#### EXERCÍCIO ESCRITO 1:
Segundo o texto sobre convivência e diálogo, o que o diálogo requer em certo sentido?

#### TEXTO FORNECIDO:
<<<<

A convivência requer disposição para o diálogo
A convivência pacífica pressupõe que ambas as partes estejam dispostas a dialogar, quando são revelados pontos de vista diferentes. Se uma das partes insiste em sua posição e não está disposta a reconsiderá-la, ou se quer impor seus próprios interesses, com todos os meios à sua disposição, o diálogo não é possível. O diálogo pressupõe que se esteja fundamentalmente disposto a questionar a minha própria posição e, se necessário, mudá-la. Se não houver vontade de mudar, desde o início, ou se a própria posição for baseada na teimosia, o diálogo não pode levar a um resultado consensual. Em certo sentido, o diálogo requer uma certa abnegação. Se eu entro em um diálogo, apenas para convencer a outra pessoa de minha posição, e, ao mesmo tempo, me recuso desde o princípio a me convencer de uma posição diferente, então estou tornando em vão o diálogo, que deveria ser fundamentalmente aberto.
O diálogo requer tentar entender o que move o outro
O diálogo pressupõe também a disponibilidade para se escutar mutuamente. Eu escuto o que a outra pessoa tem a dizer, sem interromper. Se não entendo alguma coisa, pergunto. Deixo que o outro me explique como pensa. Ao fazer isso, não apenas assimilo os argumentos, mas tento perceber o que move a outra pessoa: suas experiências, seus sentimentos, sua história.
Não é incomum que as posições estejam marcadas por seus próprios antecedentes inabaláveis, que sejam sustentados por argumentos verdadeiros. Se eu não levar a sério a preocupação pessoal de meu interlocutor, não consigo entender sua posição. Diálogo significa não apenas ouvir o outro, mas também tentar compreendê-lo.

>>>>

#### REGISTROS DE ORIGEM:
<<<<

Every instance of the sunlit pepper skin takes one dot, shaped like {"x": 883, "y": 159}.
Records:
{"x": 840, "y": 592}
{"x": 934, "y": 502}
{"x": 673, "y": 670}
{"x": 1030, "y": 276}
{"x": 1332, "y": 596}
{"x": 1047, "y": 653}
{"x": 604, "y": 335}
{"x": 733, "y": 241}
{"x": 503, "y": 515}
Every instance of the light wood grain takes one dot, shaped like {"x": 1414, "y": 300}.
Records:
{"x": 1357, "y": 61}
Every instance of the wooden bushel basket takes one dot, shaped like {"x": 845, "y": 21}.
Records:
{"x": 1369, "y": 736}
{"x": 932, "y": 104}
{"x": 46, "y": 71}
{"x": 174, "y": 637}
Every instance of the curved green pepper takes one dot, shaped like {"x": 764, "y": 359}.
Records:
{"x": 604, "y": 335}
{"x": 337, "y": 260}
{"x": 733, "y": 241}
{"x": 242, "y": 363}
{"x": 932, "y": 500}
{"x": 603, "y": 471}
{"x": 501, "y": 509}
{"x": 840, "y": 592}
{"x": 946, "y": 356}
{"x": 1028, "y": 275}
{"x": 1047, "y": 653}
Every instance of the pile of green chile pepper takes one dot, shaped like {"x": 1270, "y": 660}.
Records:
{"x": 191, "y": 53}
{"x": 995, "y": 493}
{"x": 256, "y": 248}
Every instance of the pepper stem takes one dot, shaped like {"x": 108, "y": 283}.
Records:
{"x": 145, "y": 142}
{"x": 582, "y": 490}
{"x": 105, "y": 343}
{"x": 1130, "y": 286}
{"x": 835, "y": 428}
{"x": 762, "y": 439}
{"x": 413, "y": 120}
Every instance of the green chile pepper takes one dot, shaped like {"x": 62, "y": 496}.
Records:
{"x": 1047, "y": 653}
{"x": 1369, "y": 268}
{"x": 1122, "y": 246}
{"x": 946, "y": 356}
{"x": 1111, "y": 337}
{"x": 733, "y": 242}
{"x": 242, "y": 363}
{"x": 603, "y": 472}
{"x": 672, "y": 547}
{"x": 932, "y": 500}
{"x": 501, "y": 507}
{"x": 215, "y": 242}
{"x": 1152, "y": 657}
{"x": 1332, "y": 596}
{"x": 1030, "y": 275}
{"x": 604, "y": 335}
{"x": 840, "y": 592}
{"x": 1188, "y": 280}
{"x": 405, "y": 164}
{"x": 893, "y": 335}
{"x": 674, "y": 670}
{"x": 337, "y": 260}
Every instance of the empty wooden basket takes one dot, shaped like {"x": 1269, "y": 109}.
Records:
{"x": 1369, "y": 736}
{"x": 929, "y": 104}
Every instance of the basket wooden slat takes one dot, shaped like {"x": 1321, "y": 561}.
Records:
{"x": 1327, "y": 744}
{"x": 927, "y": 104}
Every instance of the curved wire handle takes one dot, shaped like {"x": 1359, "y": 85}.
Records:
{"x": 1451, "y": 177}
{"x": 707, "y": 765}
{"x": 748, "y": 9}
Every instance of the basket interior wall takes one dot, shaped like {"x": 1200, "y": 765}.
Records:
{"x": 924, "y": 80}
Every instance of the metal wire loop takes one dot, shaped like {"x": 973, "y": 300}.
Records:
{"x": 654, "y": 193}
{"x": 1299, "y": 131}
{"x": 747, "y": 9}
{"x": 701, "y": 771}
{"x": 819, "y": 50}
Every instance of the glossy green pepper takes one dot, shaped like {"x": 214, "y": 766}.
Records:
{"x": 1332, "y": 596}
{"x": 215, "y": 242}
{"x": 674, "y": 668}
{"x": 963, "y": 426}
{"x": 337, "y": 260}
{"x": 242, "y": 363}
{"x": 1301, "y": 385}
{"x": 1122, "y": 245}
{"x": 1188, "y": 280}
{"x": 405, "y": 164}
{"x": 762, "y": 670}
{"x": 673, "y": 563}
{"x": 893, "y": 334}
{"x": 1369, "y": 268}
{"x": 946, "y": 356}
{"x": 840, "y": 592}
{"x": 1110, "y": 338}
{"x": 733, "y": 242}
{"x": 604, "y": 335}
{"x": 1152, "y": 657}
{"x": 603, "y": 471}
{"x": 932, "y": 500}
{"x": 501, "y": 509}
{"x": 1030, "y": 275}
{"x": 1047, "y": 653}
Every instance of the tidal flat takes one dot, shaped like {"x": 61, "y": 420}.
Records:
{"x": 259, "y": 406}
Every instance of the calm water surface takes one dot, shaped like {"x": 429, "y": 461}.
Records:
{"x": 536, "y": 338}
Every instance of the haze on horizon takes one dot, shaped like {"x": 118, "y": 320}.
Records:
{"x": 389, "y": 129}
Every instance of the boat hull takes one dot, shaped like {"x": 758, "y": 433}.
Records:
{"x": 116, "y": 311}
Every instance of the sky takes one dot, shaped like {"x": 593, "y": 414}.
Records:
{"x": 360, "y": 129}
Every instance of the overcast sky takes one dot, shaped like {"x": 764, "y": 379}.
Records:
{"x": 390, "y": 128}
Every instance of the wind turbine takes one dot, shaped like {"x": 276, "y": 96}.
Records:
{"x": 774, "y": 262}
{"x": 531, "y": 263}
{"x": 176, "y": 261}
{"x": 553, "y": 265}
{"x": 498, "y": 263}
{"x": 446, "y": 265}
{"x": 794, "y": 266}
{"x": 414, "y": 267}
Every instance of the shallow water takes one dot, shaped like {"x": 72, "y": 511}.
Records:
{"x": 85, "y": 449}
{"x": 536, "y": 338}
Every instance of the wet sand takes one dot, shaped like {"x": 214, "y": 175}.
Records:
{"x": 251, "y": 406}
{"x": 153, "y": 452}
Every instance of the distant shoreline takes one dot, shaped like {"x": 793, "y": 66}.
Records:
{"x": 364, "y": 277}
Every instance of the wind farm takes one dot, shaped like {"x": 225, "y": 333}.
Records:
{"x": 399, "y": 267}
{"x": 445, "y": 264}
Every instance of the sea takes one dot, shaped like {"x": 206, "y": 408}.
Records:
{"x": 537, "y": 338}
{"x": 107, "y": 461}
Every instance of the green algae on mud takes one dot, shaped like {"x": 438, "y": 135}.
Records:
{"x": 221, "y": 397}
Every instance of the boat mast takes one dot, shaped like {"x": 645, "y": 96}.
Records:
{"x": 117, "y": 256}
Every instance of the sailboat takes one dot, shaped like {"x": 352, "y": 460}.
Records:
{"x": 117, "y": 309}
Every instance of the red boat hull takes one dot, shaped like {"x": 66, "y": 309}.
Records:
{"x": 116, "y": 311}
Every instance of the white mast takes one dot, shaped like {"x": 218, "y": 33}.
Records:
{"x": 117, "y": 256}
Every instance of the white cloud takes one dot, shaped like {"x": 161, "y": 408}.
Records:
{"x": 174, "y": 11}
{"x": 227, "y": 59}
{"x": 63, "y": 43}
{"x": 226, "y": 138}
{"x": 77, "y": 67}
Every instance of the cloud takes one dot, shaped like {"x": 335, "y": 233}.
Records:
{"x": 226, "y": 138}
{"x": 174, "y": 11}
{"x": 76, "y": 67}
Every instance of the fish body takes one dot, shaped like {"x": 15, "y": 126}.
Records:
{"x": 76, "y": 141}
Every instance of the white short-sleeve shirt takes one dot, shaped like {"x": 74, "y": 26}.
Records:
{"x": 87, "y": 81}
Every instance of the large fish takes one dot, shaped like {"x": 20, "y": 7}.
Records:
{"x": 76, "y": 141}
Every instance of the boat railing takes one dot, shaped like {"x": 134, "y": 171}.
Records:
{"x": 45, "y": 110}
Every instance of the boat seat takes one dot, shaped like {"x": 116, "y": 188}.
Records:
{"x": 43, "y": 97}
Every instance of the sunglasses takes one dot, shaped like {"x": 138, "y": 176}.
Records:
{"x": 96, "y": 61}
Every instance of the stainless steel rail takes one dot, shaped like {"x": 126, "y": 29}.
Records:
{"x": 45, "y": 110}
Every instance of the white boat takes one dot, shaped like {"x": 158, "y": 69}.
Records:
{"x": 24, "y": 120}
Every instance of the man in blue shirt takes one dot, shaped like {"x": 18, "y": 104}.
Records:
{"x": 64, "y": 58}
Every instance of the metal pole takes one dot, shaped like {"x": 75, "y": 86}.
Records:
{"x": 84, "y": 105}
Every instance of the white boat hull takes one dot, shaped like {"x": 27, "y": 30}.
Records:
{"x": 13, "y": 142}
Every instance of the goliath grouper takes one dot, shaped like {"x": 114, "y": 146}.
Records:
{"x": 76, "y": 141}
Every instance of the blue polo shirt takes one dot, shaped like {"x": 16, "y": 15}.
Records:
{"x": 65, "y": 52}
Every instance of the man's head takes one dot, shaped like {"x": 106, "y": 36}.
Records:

>>>>

#### EXERCÍCIO ESCRITO 2:
Apresente como lista JSON de strings, uma por linha e sem as linhas em branco, as linhas dos registros que começam na linha com "Every instance of the cloud" e seguem até o fim dos registros.

#### SOLUÇÃO DA TAREFA 1:
Uma certa abnegação.

#### SOLUÇÃO DA TAREFA 2:
[
  "Every instance of the cloud takes one dot, shaped like {\"x\": 335, \"y\": 233}.",
  "Records:",
  "{\"x\": 226, \"y\": 138}",
  "{\"x\": 174, \"y\": 11}",
  "{\"x\": 76, \"y\": 67}",
  "Every instance of the fish body takes one dot, shaped like {\"x\": 15, \"y\": 126}.",
  "Records:",
  "{\"x\": 76, \"y\": 141}",
  "Every instance of the white short-sleeve shirt takes one dot, shaped like {\"x\": 74, \"y\": 26}.",
  "Records:",
  "{\"x\": 87, \"y\": 81}",
  "Every instance of the large fish takes one dot, shaped like {\"x\": 20, \"y\": 7}.",
  "Records:",
  "{\"x\": 76, \"y\": 141}",
  "Every instance of the boat railing takes one dot, shaped like {\"x\": 134, \"y\": 171}.",
  "Records:",
  "{\"x\": 45, \"y\": 110}",
  "Every instance of the boat seat takes one dot, shaped like {\"x\": 116, \"y\": 188}.",
  "Records:",
  "{\"x\": 43, \"y\": 97}",
  "Every instance of the sunglasses takes one dot, shaped like {\"x\": 138, \"y\": 176}.",
  "Records:",
  "{\"x\": 96, \"y\": 61}",
  "Every instance of the stainless steel rail takes one dot, shaped like {\"x\": 126, \"y\": 29}.",
  "Records:",
  "{\"x\": 45, \"y\": 110}",
  "Every instance of the white boat takes one dot, shaped like {\"x\": 158, \"y\": 69}.",
  "Records:",
  "{\"x\": 24, \"y\": 120}",
  "Every instance of the man in blue shirt takes one dot, shaped like {\"x\": 18, \"y\": 104}.",
  "Records:",
  "{\"x\": 64, \"y\": 58}",
  "Every instance of the metal pole takes one dot, shaped like {\"x\": 75, \"y\": 86}.",
  "Records:",
  "{\"x\": 84, \"y\": 105}",
  "Every instance of the white boat hull takes one dot, shaped like {\"x\": 27, \"y\": 30}.",
  "Records:",
  "{\"x\": 13, \"y\": 142}",
  "Every instance of the goliath grouper takes one dot, shaped like {\"x\": 114, \"y\": 146}.",
  "Records:",
  "{\"x\": 76, \"y\": 141}",
  "Every instance of the blue polo shirt takes one dot, shaped like {\"x\": 16, \"y\": 15}.",
  "Records:",
  "{\"x\": 65, \"y\": 52}",
  "Every instance of the man's head takes one dot, shaped like {\"x\": 106, \"y\": 36}.",
  "Records:"
]